### Given request
Turn each line of the records below into one item of a numbered list, skipping any blank lines. Leave the pictures out of your answer.

Collection entries:
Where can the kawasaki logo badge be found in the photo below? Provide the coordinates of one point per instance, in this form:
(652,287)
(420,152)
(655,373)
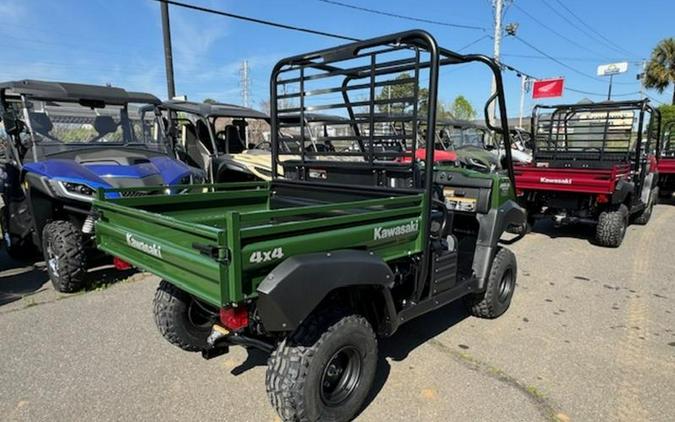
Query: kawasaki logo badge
(382,233)
(565,181)
(151,249)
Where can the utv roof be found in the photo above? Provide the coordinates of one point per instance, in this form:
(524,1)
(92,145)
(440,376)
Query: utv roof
(462,124)
(214,109)
(314,118)
(65,91)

### Full answer
1. Where can the kawasaki logo badge be found in the photo below? Provide the coordinates of one point per instance, in this form:
2. (652,287)
3. (420,152)
4. (655,373)
5. Query: kawasaki logo badge
6. (382,233)
7. (565,181)
8. (151,249)
9. Where can the utv roof be found in the photo above? Provide the coordinates of one point per instance, in this form:
10. (524,1)
11. (92,145)
12. (440,376)
13. Query: utv roof
14. (462,124)
15. (214,109)
16. (314,118)
17. (65,91)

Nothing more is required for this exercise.